* Instructions to follow:
Everything in the listing except the pictures should be written out exactly.

Source data:
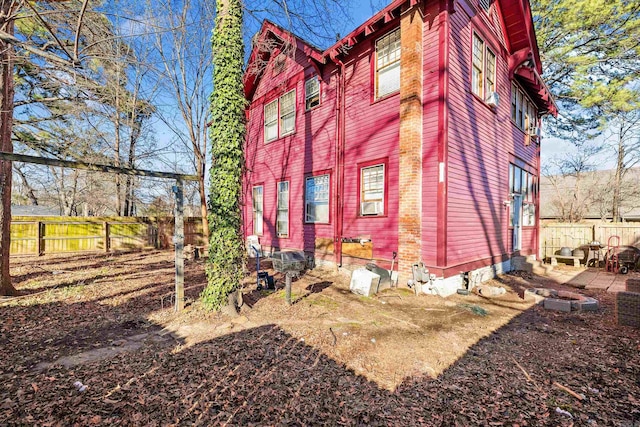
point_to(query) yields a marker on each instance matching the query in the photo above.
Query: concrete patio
(591, 278)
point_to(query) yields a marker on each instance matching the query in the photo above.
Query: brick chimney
(410, 149)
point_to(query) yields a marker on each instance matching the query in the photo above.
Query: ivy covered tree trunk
(227, 133)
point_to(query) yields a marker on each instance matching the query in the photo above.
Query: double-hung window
(388, 64)
(523, 112)
(282, 222)
(257, 205)
(372, 190)
(311, 93)
(271, 121)
(288, 113)
(483, 69)
(280, 116)
(316, 199)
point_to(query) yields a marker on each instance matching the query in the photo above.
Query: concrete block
(364, 282)
(557, 305)
(589, 305)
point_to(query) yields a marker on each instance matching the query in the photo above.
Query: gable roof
(517, 25)
(279, 37)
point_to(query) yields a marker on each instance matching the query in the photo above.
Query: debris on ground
(332, 358)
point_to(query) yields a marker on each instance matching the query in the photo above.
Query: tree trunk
(203, 197)
(617, 179)
(7, 8)
(31, 195)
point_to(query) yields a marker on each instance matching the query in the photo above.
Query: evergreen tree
(227, 138)
(590, 51)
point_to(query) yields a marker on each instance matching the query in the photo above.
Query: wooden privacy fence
(52, 235)
(557, 235)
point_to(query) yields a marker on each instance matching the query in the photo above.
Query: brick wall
(410, 147)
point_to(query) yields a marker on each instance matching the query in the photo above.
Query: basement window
(257, 205)
(372, 190)
(388, 64)
(282, 221)
(316, 199)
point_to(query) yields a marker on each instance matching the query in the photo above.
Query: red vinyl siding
(464, 220)
(371, 132)
(309, 149)
(481, 144)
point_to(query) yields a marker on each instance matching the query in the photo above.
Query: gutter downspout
(339, 161)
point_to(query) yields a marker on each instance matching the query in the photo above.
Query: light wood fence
(52, 235)
(557, 235)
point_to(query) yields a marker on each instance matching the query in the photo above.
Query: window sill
(494, 110)
(385, 97)
(279, 138)
(517, 127)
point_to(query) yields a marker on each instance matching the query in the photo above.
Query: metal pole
(178, 237)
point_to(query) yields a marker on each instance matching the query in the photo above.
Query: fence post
(39, 240)
(107, 239)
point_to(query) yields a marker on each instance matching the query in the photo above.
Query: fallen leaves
(267, 376)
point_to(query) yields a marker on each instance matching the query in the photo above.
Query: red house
(416, 135)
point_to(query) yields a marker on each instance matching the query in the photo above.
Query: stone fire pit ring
(564, 301)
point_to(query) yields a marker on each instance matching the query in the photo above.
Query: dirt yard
(94, 341)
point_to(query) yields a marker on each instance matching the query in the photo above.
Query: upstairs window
(311, 93)
(483, 69)
(388, 64)
(372, 190)
(523, 112)
(316, 199)
(485, 5)
(280, 117)
(271, 121)
(288, 113)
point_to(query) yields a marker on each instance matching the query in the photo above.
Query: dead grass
(395, 359)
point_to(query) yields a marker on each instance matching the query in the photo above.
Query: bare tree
(568, 177)
(185, 55)
(627, 150)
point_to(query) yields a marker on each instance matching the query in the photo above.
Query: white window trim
(386, 66)
(306, 201)
(255, 211)
(384, 183)
(523, 103)
(278, 209)
(275, 101)
(309, 95)
(483, 89)
(279, 117)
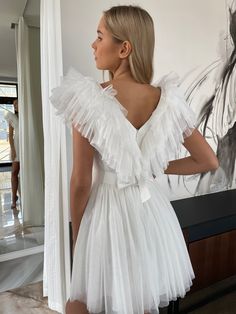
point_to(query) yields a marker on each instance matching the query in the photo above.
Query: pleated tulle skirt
(130, 257)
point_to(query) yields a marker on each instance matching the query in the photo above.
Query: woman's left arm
(201, 159)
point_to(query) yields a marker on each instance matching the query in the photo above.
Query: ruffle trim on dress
(97, 115)
(172, 121)
(11, 119)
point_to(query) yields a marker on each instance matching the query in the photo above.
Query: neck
(122, 72)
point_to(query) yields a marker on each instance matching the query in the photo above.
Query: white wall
(190, 35)
(187, 32)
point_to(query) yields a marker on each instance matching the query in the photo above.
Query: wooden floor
(29, 300)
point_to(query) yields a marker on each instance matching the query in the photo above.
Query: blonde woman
(129, 254)
(12, 119)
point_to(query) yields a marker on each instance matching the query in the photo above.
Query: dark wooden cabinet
(209, 227)
(213, 259)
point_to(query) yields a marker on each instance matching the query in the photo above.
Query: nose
(93, 45)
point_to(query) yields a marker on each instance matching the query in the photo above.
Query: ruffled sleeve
(96, 114)
(172, 121)
(11, 119)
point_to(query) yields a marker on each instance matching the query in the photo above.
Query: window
(8, 92)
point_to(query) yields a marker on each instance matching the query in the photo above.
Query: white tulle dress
(13, 120)
(130, 255)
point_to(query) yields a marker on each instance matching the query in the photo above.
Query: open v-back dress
(130, 255)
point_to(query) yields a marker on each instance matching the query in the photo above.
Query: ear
(125, 49)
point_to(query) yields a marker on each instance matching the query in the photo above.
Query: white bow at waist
(111, 178)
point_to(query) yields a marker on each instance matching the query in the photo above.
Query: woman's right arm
(11, 141)
(81, 180)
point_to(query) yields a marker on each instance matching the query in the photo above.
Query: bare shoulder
(105, 84)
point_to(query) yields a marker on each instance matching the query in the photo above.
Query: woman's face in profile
(106, 50)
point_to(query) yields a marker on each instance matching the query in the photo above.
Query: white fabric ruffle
(11, 119)
(96, 114)
(130, 256)
(172, 121)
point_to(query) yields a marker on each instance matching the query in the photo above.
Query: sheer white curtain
(56, 257)
(30, 125)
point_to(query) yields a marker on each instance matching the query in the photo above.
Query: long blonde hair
(135, 25)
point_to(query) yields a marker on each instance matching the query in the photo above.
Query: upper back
(140, 100)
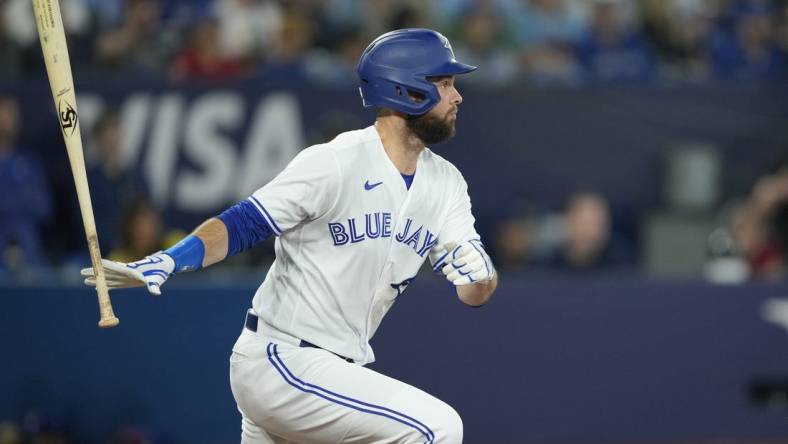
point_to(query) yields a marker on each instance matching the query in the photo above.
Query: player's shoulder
(350, 140)
(440, 165)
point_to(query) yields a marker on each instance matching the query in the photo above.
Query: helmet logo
(446, 43)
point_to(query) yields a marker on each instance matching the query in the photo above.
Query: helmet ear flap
(414, 99)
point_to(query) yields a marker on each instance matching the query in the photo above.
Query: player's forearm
(477, 294)
(213, 234)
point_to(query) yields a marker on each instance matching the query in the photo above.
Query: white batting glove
(467, 263)
(150, 272)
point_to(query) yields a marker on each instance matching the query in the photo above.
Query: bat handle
(108, 318)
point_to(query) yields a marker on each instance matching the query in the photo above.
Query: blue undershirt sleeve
(246, 227)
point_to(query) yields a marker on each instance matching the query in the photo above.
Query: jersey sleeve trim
(267, 216)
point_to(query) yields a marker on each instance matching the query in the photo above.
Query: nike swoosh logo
(368, 186)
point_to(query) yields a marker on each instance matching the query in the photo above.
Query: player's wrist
(187, 255)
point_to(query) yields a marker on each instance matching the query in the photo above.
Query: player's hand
(150, 272)
(467, 263)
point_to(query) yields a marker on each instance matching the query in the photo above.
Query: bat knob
(109, 322)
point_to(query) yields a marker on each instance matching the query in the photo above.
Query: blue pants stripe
(336, 398)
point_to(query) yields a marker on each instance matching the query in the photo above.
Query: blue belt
(251, 324)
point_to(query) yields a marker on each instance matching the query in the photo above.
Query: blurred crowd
(539, 42)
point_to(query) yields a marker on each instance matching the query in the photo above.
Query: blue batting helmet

* Result of this exercise:
point_to(query) yields a marker on each instance matching the query in the photo above.
Query: concrete patio
(591, 278)
point_to(query) yields a marker on each instance matching the query in the photo above.
Query: brick chimney
(410, 149)
point_to(query) yields a marker on each instance matching the query in the photo above.
Query: ivy covered tree trunk
(227, 133)
point_to(query) yields a marker on each instance matching the query in the photo above.
Query: double-hung window
(388, 64)
(523, 112)
(282, 222)
(257, 205)
(372, 190)
(311, 93)
(271, 121)
(288, 113)
(483, 69)
(280, 116)
(316, 199)
point_to(query) yields a marker on each instance matching the query in the photo above.
Query: concrete block
(364, 282)
(557, 305)
(589, 305)
point_to(query) yields a marker on each instance matching the query in the photo above.
Query: gable roof
(517, 25)
(279, 37)
point_to(query) yields a marker on each instance matching the query in the photo above.
Query: debris on ground
(332, 358)
point_to(query) yields a marker on each instance matching the query in the photo above.
Query: tree trunk
(203, 197)
(617, 179)
(7, 8)
(31, 195)
point_to(query) yields a marker on each instance matching the query in the photo above.
Query: evergreen tree
(227, 138)
(590, 51)
point_to(query) yields a marker on each instance matching the query in the photo above.
Query: wooden privacy fence
(52, 235)
(557, 235)
point_to(query) yields a marker on each instance matching the query in the photo above.
Query: brick wall
(410, 147)
point_to(query) yields a marker on each instance matching the query in the photo above.
Query: basement window
(257, 205)
(372, 190)
(388, 64)
(282, 221)
(316, 199)
point_to(query) yields a marker on each instance matching the query in the photo above.
Query: red vinyl siding
(464, 220)
(371, 132)
(309, 149)
(481, 144)
point_to(query) yields a marker on each instance matching the query in the photo above.
Query: gutter downspout
(339, 161)
point_to(query) yields a marker on each instance matching the query in the photo above.
Query: light wood fence
(52, 235)
(557, 235)
point_to(query) yields a marker on each instance matching the query in the photo above.
Query: window sill
(494, 110)
(385, 97)
(279, 138)
(517, 127)
point_to(query) yields a marker on each instance matching the query in the photo above.
Query: metal pole
(178, 237)
point_to(query) yields a marker on each instance matching the query in the photo above.
Query: fence post
(39, 240)
(107, 239)
point_to(query) yields a marker on each instance matching the query in the photo above.
Query: fallen leaves
(267, 376)
point_to(query) yields a marker on each instance matching the query in the photo above.
Query: red house
(416, 135)
point_to(query) yields a marker on each instance matching the query in the photo above.
Query: stone fire pit ring
(564, 301)
point_to(query) yields a marker on each instance matching the query in the photo above.
Query: dirt yard
(94, 341)
point_to(query) yields a marker on each instance matching the query in the photo above.
Query: upstairs window
(311, 93)
(483, 69)
(388, 64)
(372, 190)
(523, 112)
(316, 199)
(485, 5)
(280, 117)
(271, 121)
(288, 113)
point_to(query) yields a marker on each instance matching the query in the photo above.
Query: dead grass
(395, 359)
point_to(query) yields a marker on each instance matching the query in the photo above.
Query: bare tree
(568, 177)
(185, 55)
(627, 150)
point_to(query) yields a marker on each instance matching the query in the photo above.
Query: white window trim
(386, 66)
(306, 201)
(255, 211)
(384, 183)
(523, 103)
(278, 209)
(275, 101)
(309, 95)
(483, 89)
(279, 117)
point_to(query) yields a marker on each instance matching the query in the photo above.
Query: pleated tulle skirt
(130, 257)
point_to(query) yields a marker on each instance matching the query in the photo above.
Query: woman's left arm
(201, 159)
point_to(query) yields a marker on each instance matching the query in the photo above.
Query: ruffle trim on dress
(97, 115)
(172, 121)
(11, 119)
point_to(query) yields a marker on each instance matching the query in the photo above.
Query: neck
(122, 72)
point_to(query) yields a marker on each instance matching the query in the photo above.
Query: white wall
(190, 35)
(187, 32)
point_to(query) yields a marker on each instance matching the query in the photo above.
Query: wooden floor
(29, 300)
point_to(query) yields a marker on each instance matching the query in the photo above.
Query: blonde woman
(129, 254)
(12, 119)
point_to(query) yields a marker on each instance matching the query in the photo above.
Query: dark wooden cabinet
(209, 227)
(213, 259)
point_to(query) yields a marker on each instance matching the query in the photo above.
Query: nose
(93, 45)
point_to(query) yields a marker on each instance matching the query in the photo above.
Query: ruffled sleeve
(96, 114)
(172, 121)
(11, 119)
point_to(query) yields a marker on each instance matching the query in the photo above.
Query: window
(8, 92)
point_to(query) yields a marker on each instance matching the query in the photo above.
Query: white tulle dress
(13, 120)
(130, 255)
point_to(query) yields a marker on each instance matching the query in the photo above.
Query: open v-back dress
(130, 255)
point_to(query) yields a marker on each instance matching the query in the photo above.
Query: ear
(125, 49)
point_to(query) yields a marker on each instance matching the query in the photo above.
Query: white bow at waist
(111, 178)
point_to(query) yields a marker on each instance matching the query in the photo above.
Query: woman's right arm
(11, 141)
(81, 180)
point_to(query) yields a marker on each instance matching the query in the photo above.
Query: bare shoulder
(105, 84)
point_to(query) yields a marker on each instance matching the query in the photo above.
Query: woman's face in profile
(106, 50)
point_to(query) yields a marker on each instance matching the query in the photo above.
Query: white fabric ruffle
(11, 119)
(96, 114)
(130, 256)
(172, 121)
point_to(query) yields a marker on each instance matching the query in the photo above.
Query: sheer white curtain
(56, 257)
(30, 125)
point_to(query) yields a marker on each instance matching the query in the photo above.
Query: long blonde hair
(135, 25)
point_to(query) yields a marker on each instance matching the query in the photo above.
Query: upper back
(140, 100)
point_to(query) yields a marker on each instance matching the query in the photo above.
Query: player's shoulder
(350, 140)
(440, 165)
point_to(query) yields a marker on each instance matching the query in the photo above.
Query: helmet logo
(446, 43)
point_to(query) yields a marker on each instance matching the query in the photo above.
Query: helmet ear flap
(414, 99)
point_to(query) yields a marker on each instance matching the query in the photo above.
Query: player's forearm
(477, 294)
(213, 234)
point_to(query) yields a marker on each instance matching the query in the photo above.
Query: white batting glove
(467, 263)
(150, 272)
point_to(query) yields a marker on each instance matching the query in the photo above.
Query: bat handle
(108, 318)
point_to(query) yields a marker on each instance matching the query in the photo above.
Query: blue undershirt sleeve
(246, 227)
point_to(query) yields a marker on each instance matching the query in the photo above.
Query: jersey sleeve trim
(267, 216)
point_to(query) yields a marker on each instance matching the query in the photo above.
Query: nike swoosh logo
(368, 186)
point_to(query) yields a marker on each instance matching the query in the photo above.
Query: player's wrist
(187, 255)
point_to(query) yields a marker on each instance matching the query in the photo above.
Query: player's hand
(150, 272)
(467, 263)
point_to(query) yields a marker on each instance matching the query in the photo above.
Query: bat knob
(109, 322)
point_to(query) yields a marker on each instance matching the query in the photo above.
Query: blue pants stripe
(336, 398)
point_to(query) yields a marker on each instance matching the query in the photo above.
Query: blue belt
(251, 324)
point_to(query) yields a marker on each instance matching the query in the photo above.
Query: blurred crowd
(539, 42)
point_to(query) yields a marker on each instance matching the query in the photo above.
Query: blue batting helmet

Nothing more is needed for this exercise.